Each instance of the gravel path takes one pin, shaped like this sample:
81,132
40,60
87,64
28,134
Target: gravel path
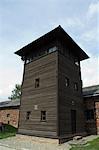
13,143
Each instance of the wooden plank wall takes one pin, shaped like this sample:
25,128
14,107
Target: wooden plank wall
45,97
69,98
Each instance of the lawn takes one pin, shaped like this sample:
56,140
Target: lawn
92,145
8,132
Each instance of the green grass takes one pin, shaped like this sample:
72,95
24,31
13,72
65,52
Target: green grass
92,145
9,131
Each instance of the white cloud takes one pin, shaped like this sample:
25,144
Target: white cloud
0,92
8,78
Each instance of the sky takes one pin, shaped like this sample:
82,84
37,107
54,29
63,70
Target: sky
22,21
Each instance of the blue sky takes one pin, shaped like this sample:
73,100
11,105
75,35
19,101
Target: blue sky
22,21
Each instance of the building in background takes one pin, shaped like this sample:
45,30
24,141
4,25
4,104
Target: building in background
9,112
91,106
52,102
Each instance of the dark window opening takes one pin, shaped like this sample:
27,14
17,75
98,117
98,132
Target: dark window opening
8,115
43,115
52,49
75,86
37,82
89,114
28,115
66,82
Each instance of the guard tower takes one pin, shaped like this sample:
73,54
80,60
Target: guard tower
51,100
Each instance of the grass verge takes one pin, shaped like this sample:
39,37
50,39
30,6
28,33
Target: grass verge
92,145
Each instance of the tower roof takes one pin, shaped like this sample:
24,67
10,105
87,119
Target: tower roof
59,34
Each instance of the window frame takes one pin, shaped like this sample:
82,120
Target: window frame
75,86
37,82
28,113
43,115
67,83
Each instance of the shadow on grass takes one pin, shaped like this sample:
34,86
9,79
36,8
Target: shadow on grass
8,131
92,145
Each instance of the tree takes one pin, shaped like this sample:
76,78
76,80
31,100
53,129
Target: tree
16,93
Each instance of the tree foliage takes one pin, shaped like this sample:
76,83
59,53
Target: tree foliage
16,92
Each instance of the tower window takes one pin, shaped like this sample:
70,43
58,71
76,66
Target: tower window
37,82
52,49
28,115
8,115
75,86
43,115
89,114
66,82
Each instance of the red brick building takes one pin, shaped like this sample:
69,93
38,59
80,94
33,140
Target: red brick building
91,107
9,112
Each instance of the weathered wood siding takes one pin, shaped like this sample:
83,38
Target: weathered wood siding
...
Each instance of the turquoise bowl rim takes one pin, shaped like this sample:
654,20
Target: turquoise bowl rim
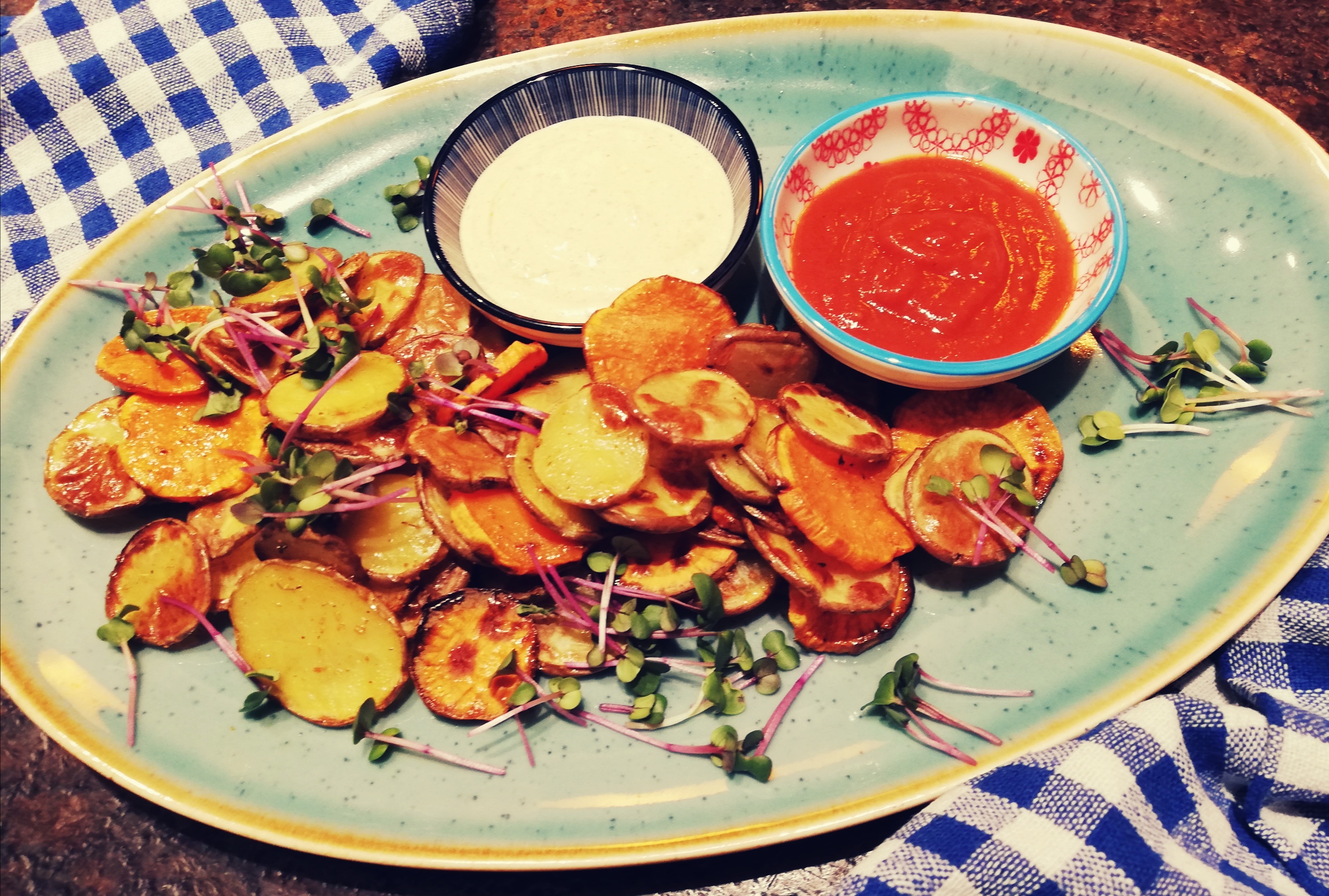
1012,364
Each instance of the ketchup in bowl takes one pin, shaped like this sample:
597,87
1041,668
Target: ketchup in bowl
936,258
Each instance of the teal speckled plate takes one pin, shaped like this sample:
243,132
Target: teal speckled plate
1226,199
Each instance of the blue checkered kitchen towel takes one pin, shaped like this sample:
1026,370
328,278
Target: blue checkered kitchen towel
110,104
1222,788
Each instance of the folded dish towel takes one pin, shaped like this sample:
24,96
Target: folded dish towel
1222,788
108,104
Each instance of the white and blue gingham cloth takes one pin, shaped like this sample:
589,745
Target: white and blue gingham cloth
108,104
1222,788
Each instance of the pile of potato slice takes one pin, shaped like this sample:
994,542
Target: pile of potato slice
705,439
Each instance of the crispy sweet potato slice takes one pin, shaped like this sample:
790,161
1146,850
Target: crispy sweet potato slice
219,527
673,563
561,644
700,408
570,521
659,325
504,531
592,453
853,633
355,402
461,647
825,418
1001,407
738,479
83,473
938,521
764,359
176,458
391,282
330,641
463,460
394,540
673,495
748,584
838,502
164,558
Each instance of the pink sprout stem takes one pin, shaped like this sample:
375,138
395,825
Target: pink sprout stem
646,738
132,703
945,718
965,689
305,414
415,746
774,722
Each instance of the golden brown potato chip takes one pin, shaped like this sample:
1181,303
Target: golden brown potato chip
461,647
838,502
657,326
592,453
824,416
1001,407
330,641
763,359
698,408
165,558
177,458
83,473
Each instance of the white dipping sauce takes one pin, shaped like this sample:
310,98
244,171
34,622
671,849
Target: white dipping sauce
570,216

» Goal
Rewrite the lines from the line with "Each instance of the grass" up to and including the line with "Target: weathered wood siding", substituting "turret" for "tower" and leaving everything else unchanged.

» Answer below
Each instance of the grass verge takes one pin, shaped like this sample:
39,37
50,39
30,6
28,33
Target: grass verge
92,145
Each instance of the turret roof takes one pin, shaped like this sample:
24,67
10,105
87,119
Target: turret roof
59,34
Each instance of the window frame takes one pin, shaped like this sample:
82,120
Target: window frame
75,86
37,82
28,113
43,115
67,83
Each instance of the shadow on grass takes one pin, shaped like this sample:
34,86
9,79
36,8
Target: shadow on grass
8,131
92,145
Each instance of the tree takes one pin, shaped like this sample:
76,78
76,80
31,100
53,129
Target: tree
16,93
Each instance of the tree foliage takes one pin, shaped like this sample:
76,83
59,53
Target: tree foliage
16,92
Each instance of the turret window takes one pin, shaped like this sample:
70,43
58,71
76,66
Target: turret window
37,82
52,49
28,115
8,115
75,86
43,115
89,114
66,82
Each instance of the red brick building takes one pin, shaped like this sample:
69,93
38,59
80,94
33,140
Target: red brick building
91,107
9,112
Each instance of the weathered wood siding takes one pin, shaped like this sample:
83,38
Target: weathered wood siding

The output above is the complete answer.